- [Records contained in a dataset]
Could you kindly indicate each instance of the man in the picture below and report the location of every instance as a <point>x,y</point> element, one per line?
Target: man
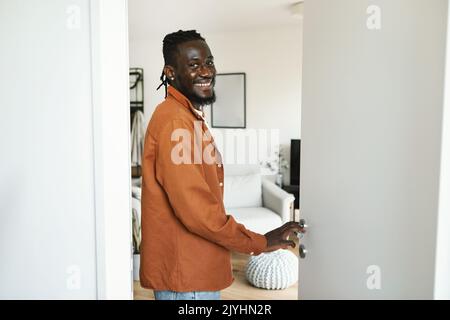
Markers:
<point>186,234</point>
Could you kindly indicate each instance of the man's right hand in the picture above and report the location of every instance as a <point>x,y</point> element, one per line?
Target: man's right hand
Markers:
<point>278,238</point>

- [Task] Every line above with the string "kindly" in it should be copied into the answer.

- [Result of this exercise]
Could you kindly indicate each instance of the man in the picture below and report the location of every instance as a <point>x,y</point> element, one per line?
Could you kindly indicate each instance of the man's right hand in the picture above and report the location of every instance as a <point>x,y</point> element, one per line?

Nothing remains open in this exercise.